:: WHAT YOU SHOULD DO ::
Copy every one of the records below word for word, keeping each line in its original order.

:: PROVIDED MATERIAL ::
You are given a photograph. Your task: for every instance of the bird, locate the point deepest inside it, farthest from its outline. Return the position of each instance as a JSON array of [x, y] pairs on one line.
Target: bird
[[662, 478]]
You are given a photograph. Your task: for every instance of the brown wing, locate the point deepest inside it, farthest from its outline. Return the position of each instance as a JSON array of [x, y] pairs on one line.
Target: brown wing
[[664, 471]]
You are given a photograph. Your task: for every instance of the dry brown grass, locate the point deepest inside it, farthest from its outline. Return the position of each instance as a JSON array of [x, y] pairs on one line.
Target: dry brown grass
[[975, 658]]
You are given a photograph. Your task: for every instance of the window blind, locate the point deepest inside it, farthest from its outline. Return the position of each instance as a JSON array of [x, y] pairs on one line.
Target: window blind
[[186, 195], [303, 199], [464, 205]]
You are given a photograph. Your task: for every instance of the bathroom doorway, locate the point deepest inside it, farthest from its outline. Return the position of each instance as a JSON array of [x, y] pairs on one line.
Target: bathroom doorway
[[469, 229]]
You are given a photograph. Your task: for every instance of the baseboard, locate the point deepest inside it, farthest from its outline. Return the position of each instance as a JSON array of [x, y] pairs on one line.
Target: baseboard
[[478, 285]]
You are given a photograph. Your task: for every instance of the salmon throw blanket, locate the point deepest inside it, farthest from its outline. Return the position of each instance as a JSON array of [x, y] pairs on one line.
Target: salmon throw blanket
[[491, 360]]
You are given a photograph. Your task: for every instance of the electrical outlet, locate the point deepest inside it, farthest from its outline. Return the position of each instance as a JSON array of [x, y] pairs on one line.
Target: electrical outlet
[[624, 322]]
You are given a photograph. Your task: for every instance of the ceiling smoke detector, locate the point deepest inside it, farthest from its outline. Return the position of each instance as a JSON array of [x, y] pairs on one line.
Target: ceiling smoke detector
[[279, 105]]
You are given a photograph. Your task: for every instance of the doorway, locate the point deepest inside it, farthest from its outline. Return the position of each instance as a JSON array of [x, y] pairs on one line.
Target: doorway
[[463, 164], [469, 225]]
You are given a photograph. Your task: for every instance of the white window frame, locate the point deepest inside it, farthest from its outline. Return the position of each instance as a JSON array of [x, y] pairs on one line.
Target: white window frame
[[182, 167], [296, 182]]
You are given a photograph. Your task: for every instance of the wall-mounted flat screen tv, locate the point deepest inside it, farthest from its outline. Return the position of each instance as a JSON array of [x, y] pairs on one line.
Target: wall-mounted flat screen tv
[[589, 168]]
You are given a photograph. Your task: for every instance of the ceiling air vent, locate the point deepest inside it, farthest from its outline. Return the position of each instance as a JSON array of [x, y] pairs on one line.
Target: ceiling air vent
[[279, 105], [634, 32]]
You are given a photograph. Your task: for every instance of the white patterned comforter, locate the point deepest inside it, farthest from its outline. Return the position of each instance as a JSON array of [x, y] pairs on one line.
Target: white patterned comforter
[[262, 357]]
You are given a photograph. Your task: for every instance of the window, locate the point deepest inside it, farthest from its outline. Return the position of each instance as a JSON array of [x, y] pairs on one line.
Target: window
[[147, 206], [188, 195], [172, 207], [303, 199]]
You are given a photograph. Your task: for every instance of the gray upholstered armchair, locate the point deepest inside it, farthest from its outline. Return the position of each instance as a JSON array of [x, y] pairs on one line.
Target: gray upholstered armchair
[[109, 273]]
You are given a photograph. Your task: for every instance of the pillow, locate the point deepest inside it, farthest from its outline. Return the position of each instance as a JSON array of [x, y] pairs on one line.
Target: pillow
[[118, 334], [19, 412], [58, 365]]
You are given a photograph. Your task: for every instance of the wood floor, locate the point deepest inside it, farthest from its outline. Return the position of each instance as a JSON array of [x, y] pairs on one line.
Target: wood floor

:: WRITTEN RESPONSE ::
You are given a photograph. Your task: for every instance of the bird, locate the point deepest inside it, farthest from its outline. Return the position of each instance as a JSON array of [x, y] pairs on one line.
Target: bird
[[662, 478]]
You are given a photograph. Your task: for every instance of the brown wing, locate the point deepest inside it, farthest from its outline. Return the position of each instance as a JSON array of [x, y] pairs on one line.
Target: brown wing
[[664, 471]]
You are given a photograph. Your task: for every instance of the dry brown grass, locate the point deepest inside it, farthest from its outline. Return the position of each instance as a JSON array of [x, y] pairs on one line.
Target: dry brown grass
[[975, 658]]
You are given a photograph. Your task: for every instance of the window blind, locate the point deepest inside it, farthest from its outline. Return the position of each instance as a JSON array of [x, y] pairs on one line.
Target: window blind
[[186, 195], [303, 199], [464, 205]]
You are given a photograph. Your task: for every instance of the bathroom doorway, locate the point deepest inside it, farthest from its outline. Return the position of each instance as a JSON array of [x, y] pairs on one line.
Target: bathroom doorway
[[469, 229]]
You are given a photograph. Your task: for every instance of the baseboard, locate the point deepest inside it, farthest from its outline. Return the position of each instance as a JSON array of [x, y] pairs on one line.
Target: baseboard
[[478, 285]]
You are given a photograph. Your task: for every instance of the salmon throw blanket, locate the point deepest inside it, farthest from its outline. Return the position of each instance as a JSON array of [x, y] pairs on one line.
Target: salmon throw blanket
[[491, 360]]
You are given a photograph. Your task: for every instance of the electrical outlet, locate the point deepest inside it, farthest from its outline. Return the position of each instance as a JSON array of [x, y] pairs on one line.
Target: electrical outlet
[[624, 322]]
You are given a photograph. Your task: for every instance of the ceiling smoke detector, locate the point deepest inside it, farthest from its outline. Return the position of each instance as a JSON array of [x, y] pairs on one line.
Target: ceiling smoke detector
[[279, 105]]
You are given a photograph. Your task: for every instance of the doorway, locate the point deepest inside it, farthest from its outline. Return the position of each instance as a JSON array of [x, y] pairs on one line.
Target: doorway
[[463, 164], [469, 225]]
You are given a photograph. Your task: for every instance of the white window frame, locate the point deepest inside it, farthest from its outline. Return the position of each instance as a JSON array of [x, y] pairs on one line.
Target: white window frame
[[182, 167], [296, 182]]
You are given a photograph. Your task: for every instance of the wall-mounted flat screen tv, locate the point deepest inside it, farthest from its outline. Return the position of each instance as a JSON array of [x, y] pairs on one line.
Target: wall-mounted flat screen tv
[[589, 168]]
You are given a photograph. Your task: for every instance of the ceiling air vent, locate the point deepest inside it, farthest from its outline. Return the position of each instance as a JSON array of [x, y] pairs on one line.
Target: ceiling air vent
[[279, 105], [634, 32]]
You are given a photograph. Your task: for every instance of the white patterned comforter, locate the point deepest inside it, farthest from its outline. Return the position of each instance as a JSON array of [x, y] pairs on one line.
Target: white patterned comforter
[[262, 357]]
You are given a photograph. Your task: for every instance of the window, locate the point deepest inside it, farthest from its outline. Return the position of each instance as a JSON array of [x, y] pairs on one line.
Target: window
[[147, 206], [188, 195], [172, 207], [303, 199]]
You are given a photograph. Your task: for every instance of the gray upholstered armchair, locate the point deepest inside it, farthest from its outline. Return the position of each instance as a JSON array of [x, y] pairs on one line.
Target: gray upholstered armchair
[[109, 273]]
You are given a photograph. Your task: for every instance of the pillow, locate the point deepest inside it, farthest from its outline. Return the position of each instance as a JSON array of [x, y] pairs on one line.
Target: pillow
[[118, 334], [19, 412], [58, 365]]
You are given a photograph. Your task: for every instance of the wood floor, locate the point deepest inside it, farthest from its outline. Return the position of each instance as a JSON array of [x, y] pairs on one line.
Target: wood floor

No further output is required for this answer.